## DIRECTIVE 1
Please repeat the rows verbatim, starting with the first row and going on through the line that contains "[37,260,106,300]".

Home   AmMin   GMR   RiMG   Collectors Corner   Directory   Short Courses 


Volume 26, pages 382-390, 1941

  

APATITE CRYSTALS WITH COLORED CORES IN VICTORIAN GRANITIC ROCKS

GEORGE BAKER,

      University of Melbourne, Victoria, Australia.

      ABSTRACT

      Some of the small apatite crystals in granitic rocks occasionally contain colored cores showing pleochroism. Because of their minuteness and scarcity, they can only be studied by optical means. A small proportion of the colored cores show optical properties comparable with those of hornblende, biotite and chlorite. The larger number of the cores show pleochroic color changes in shades of blue and brown, but cannot be conclusively identified with any particular mineral species. They appear to represent finely dispersed, partially resorbed ferromagnesian mineral matter, and to have had a contamination mode of origin, because the majority are associated with Victorian granitic rocks that have assimilated considerable amounts of foreign material.

INTRODUCTION

      Attempts to determine the nature of the material composing the colored cores in certain apatite crystals have not been wholly successful. Chemical tests have so far proved unsuccessful (3, p. 7), and optical investigations have indicated the nature of only a few of the colored cores. Thus, in the granite of Brittany, some colored cores are considered to be chloritic and others composed of biotite (4, p. 94). The color effects resembling pleochroism in these cores are regarded as due to the reflection and transmission of light by numerous small included particles, the ranges of pleochroism depending upon the size and arrangement of these particles. Similar pleochroic cores in apatite crystals from the Eskdale granite in England, are regarded, despite the different colors, as due to finely divided chloritic inclusions around which the apatite crystallized (6, p. 375).

## DIRECTIVE 2
Duplicate the passage of the apatite article word for word, starting with "University of Melbourne, Victoria, Australia." and going on through "of foreign material.".

## DATASET ENTRIES

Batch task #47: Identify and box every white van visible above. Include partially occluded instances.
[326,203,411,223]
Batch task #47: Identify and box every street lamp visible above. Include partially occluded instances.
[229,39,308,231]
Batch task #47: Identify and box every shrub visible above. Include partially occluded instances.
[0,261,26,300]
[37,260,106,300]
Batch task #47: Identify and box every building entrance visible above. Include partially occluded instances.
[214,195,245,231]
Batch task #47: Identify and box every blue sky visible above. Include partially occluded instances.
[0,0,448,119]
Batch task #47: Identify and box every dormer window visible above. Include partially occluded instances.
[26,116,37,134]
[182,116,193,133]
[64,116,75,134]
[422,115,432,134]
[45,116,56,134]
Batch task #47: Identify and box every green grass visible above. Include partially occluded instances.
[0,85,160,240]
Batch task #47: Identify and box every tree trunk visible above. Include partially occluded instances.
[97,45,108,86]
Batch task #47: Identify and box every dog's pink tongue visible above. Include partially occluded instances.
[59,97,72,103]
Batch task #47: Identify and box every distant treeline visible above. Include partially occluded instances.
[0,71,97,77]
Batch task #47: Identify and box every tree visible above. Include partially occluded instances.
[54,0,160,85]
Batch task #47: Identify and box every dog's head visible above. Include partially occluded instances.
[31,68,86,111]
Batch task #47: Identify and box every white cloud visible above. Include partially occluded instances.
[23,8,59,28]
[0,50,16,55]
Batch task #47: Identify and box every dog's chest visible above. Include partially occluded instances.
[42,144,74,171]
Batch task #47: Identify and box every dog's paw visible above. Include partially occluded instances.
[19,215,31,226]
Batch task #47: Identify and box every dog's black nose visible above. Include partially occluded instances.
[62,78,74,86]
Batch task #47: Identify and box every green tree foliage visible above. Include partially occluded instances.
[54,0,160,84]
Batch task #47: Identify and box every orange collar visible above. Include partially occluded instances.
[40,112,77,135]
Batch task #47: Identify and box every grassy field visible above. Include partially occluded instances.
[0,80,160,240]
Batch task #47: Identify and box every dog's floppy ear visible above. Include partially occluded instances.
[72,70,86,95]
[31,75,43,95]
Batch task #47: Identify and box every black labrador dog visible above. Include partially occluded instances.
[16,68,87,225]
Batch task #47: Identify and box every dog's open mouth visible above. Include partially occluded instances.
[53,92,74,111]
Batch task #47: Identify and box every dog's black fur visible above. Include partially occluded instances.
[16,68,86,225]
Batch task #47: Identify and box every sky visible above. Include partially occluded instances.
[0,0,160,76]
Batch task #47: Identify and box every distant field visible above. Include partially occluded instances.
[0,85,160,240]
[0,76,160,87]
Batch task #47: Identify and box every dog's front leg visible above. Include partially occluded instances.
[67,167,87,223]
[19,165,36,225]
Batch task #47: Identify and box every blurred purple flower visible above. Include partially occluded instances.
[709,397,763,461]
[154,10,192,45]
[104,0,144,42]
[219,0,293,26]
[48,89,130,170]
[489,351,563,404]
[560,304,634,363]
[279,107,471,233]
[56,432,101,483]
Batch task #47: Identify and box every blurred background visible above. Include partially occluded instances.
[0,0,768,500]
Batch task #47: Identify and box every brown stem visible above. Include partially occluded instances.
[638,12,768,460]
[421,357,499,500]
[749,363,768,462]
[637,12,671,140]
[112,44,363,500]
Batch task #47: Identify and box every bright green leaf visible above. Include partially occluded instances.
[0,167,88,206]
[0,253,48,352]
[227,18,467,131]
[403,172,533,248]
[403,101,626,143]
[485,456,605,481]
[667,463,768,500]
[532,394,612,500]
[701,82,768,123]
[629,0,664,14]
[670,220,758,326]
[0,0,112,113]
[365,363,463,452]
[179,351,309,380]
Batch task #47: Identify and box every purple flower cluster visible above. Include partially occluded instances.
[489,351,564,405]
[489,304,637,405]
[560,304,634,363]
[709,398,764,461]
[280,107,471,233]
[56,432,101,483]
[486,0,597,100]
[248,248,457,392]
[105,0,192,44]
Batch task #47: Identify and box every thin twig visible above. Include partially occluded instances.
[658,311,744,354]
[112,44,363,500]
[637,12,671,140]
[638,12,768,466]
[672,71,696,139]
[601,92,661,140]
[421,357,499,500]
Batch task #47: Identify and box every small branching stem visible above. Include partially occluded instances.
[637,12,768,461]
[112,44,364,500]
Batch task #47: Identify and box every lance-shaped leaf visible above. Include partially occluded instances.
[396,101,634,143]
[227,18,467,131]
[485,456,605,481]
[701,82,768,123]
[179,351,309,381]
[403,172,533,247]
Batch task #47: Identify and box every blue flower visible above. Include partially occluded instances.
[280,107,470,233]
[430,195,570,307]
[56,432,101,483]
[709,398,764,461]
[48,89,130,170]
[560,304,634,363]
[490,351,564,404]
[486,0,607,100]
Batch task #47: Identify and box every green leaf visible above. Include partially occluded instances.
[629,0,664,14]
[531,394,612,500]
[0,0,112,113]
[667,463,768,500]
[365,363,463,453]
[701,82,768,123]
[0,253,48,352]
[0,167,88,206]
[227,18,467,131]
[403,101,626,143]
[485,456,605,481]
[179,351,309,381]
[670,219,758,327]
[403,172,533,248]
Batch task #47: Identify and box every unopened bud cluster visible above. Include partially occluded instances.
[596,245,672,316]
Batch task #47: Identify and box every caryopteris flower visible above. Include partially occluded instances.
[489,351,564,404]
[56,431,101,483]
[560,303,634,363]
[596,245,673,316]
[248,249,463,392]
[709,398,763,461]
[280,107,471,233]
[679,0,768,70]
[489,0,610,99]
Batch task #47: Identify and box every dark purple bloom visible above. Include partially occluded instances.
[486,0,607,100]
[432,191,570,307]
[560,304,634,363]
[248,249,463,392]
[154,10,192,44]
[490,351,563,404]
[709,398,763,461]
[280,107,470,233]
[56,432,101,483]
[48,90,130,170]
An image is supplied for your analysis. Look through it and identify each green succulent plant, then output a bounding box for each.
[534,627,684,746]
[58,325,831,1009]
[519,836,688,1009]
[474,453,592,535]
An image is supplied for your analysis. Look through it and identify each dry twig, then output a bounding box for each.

## WRITTEN REPLY 1
Batch task #47: Identify and box every white van visible above. Include partially occluded instances.
[326,203,411,223]
Batch task #47: Identify and box every street lamp visible above. Include partially occluded instances.
[229,39,308,231]
Batch task #47: Identify and box every shrub visible above. Include partially occluded instances.
[0,261,26,300]
[37,260,106,300]

## WRITTEN REPLY 2
University of Melbourne, Victoria, Australia.

      ABSTRACT

      Some of the small apatite crystals in granitic rocks occasionally contain colored cores showing pleochroism. Because of their minuteness and scarcity, they can only be studied by optical means. A small proportion of the colored cores show optical properties comparable with those of hornblende, biotite and chlorite. The larger number of the cores show pleochroic color changes in shades of blue and brown, but cannot be conclusively identified with any particular mineral species. They appear to represent finely dispersed, partially resorbed ferromagnesian mineral matter, and to have had a contamination mode of origin, because the majority are associated with Victorian granitic rocks that have assimilated considerable amounts of foreign material.